— Begin —

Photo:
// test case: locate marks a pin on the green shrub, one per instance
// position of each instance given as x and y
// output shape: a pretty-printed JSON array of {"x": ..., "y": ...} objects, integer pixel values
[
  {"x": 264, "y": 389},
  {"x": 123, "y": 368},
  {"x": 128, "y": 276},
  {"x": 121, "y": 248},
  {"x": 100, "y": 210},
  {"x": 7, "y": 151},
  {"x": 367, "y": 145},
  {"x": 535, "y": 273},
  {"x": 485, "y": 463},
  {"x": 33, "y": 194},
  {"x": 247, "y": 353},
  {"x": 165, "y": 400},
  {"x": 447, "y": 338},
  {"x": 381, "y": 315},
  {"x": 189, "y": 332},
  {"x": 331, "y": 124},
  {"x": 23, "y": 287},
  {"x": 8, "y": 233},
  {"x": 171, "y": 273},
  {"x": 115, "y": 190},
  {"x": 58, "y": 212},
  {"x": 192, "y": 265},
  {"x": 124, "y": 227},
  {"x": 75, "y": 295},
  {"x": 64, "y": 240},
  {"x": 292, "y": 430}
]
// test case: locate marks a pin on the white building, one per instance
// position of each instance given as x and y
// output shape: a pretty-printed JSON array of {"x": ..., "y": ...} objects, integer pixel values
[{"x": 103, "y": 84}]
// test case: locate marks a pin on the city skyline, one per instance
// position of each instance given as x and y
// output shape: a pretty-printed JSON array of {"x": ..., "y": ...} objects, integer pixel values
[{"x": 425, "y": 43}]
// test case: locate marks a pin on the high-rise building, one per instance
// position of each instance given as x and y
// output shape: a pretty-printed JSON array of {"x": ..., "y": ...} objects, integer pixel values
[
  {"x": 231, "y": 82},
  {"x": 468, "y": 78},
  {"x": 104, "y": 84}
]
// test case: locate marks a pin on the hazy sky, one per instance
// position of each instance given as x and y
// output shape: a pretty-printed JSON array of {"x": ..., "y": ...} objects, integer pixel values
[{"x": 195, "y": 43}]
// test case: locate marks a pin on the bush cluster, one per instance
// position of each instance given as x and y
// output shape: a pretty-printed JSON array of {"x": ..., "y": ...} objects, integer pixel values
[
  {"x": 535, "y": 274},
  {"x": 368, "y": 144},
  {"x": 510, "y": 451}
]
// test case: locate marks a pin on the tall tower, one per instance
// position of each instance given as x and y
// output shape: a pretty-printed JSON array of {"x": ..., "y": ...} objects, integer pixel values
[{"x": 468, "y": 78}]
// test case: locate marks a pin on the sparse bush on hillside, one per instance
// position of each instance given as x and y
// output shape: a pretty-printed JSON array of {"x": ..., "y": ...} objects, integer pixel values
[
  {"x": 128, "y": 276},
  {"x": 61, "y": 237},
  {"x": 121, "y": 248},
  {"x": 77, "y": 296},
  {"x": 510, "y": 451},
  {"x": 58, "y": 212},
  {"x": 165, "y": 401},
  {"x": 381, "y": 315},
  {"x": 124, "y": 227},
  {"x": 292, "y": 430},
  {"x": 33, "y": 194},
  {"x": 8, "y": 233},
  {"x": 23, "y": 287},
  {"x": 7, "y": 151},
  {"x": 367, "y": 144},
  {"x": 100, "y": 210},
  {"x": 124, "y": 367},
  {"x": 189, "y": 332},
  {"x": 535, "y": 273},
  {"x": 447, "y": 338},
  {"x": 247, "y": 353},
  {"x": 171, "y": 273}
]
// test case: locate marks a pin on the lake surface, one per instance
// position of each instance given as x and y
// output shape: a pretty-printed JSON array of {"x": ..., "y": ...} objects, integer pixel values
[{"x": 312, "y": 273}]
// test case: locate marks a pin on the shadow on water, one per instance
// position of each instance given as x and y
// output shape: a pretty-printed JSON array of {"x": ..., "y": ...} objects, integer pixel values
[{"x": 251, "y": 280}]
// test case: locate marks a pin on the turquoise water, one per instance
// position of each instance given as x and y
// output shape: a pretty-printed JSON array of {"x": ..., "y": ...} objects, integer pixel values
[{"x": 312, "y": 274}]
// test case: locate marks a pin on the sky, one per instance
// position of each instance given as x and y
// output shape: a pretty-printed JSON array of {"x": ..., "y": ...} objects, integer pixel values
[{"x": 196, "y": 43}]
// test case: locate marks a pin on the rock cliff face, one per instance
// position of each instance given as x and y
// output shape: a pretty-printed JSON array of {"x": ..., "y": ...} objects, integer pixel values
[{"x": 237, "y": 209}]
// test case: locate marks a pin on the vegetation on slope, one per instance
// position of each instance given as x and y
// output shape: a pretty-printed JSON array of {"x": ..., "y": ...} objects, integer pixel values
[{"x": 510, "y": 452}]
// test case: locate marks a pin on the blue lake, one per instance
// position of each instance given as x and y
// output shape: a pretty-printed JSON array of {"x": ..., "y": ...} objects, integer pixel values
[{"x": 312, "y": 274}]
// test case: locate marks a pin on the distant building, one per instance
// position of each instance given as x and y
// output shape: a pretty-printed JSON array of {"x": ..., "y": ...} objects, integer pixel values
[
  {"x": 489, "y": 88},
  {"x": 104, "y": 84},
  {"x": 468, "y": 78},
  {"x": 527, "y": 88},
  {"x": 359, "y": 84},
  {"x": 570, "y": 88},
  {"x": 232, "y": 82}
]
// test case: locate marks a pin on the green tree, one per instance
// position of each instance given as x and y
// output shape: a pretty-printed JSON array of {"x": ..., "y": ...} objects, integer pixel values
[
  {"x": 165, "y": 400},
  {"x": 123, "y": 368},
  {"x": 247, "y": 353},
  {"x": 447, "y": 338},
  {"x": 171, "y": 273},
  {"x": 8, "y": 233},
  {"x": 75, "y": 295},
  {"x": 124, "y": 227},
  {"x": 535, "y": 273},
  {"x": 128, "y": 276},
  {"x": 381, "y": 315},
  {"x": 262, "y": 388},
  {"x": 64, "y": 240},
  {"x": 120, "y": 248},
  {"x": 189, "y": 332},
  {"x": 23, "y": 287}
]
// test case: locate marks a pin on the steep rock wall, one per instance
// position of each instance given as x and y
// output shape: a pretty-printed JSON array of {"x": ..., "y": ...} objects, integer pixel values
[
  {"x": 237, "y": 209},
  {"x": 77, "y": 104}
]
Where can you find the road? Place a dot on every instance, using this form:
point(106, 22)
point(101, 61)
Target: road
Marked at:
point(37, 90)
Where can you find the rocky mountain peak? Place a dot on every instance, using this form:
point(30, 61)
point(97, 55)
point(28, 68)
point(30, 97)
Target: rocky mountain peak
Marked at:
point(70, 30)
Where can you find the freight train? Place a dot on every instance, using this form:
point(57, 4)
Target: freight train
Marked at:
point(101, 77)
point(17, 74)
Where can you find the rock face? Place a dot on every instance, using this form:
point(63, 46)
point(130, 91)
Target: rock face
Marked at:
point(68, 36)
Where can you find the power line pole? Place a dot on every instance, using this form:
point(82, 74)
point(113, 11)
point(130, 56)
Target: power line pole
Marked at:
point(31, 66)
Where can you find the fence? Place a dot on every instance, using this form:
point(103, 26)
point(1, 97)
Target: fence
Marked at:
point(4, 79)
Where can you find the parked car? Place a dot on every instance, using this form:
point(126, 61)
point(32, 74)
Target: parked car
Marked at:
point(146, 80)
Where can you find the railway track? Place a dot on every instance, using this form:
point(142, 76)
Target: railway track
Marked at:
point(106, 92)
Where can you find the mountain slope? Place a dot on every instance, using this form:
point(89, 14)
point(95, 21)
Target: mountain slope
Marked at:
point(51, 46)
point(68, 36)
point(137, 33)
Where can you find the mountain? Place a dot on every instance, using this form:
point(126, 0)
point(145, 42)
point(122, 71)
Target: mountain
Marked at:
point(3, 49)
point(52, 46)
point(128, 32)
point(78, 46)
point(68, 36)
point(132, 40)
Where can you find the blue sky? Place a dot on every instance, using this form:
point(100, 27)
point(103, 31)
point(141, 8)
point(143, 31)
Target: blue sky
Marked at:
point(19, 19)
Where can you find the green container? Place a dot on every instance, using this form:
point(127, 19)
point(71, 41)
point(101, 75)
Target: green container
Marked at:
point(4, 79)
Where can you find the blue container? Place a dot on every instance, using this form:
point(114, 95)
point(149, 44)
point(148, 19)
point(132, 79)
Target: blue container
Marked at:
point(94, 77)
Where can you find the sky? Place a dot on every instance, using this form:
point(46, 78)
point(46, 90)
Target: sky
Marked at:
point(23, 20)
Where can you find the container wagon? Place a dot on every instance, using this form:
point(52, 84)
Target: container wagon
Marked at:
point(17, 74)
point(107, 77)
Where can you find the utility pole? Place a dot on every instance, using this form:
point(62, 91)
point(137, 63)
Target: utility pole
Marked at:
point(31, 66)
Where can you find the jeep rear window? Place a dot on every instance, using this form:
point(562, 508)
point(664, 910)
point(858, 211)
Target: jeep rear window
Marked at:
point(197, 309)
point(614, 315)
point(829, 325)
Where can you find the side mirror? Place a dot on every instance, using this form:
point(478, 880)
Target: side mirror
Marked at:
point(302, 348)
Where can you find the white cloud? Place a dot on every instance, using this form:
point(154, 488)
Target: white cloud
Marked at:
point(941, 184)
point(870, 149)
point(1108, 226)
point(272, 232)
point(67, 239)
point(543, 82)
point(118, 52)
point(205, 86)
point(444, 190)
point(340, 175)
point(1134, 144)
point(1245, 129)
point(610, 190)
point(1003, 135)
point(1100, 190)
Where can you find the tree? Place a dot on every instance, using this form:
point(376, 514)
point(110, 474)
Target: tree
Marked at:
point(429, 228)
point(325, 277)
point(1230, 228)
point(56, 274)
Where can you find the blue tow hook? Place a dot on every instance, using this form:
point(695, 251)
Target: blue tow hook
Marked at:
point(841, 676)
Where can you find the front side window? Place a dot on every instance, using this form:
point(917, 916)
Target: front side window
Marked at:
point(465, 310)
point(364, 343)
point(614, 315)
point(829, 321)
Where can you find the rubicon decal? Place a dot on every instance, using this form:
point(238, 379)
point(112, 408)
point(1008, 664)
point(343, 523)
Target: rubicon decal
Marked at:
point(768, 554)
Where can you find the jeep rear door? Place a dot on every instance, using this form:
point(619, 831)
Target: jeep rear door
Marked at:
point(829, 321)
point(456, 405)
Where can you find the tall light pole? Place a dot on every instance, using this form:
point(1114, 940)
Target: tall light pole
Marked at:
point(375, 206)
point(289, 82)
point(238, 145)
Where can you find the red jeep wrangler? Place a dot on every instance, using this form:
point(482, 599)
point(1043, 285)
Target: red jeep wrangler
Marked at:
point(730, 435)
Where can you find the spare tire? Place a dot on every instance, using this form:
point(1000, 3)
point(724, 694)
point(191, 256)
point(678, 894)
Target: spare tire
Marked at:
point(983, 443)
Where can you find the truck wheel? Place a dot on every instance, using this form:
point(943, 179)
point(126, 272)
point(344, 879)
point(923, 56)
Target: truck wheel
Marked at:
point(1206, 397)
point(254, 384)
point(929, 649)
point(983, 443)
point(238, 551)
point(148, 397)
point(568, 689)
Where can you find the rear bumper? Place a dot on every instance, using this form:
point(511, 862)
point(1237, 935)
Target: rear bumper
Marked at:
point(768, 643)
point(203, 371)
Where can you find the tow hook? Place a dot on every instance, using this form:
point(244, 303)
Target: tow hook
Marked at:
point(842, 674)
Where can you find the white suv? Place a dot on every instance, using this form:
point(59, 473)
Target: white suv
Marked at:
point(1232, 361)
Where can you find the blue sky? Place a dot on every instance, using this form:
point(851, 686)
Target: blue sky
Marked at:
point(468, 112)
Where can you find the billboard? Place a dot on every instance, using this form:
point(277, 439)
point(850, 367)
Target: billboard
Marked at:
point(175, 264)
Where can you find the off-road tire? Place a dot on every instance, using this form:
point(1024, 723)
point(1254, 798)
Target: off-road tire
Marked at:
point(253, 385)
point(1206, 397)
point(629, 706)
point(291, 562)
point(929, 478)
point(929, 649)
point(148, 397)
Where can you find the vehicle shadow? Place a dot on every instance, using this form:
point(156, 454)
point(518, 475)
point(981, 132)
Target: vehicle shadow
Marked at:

— End —

▶ What you should do
Copy out the listing verbatim, starting with the line containing "Where can you find the sky?" and continuing through the line containing "point(107, 77)", both included.

▶ Exercise response
Where can you find the sky? Place a dot on every instance, using this form:
point(46, 78)
point(46, 90)
Target: sky
Marked at:
point(23, 20)
Where can you find the container wagon? Place a dot on every instance, using this form:
point(52, 84)
Target: container wagon
Marked at:
point(17, 74)
point(107, 77)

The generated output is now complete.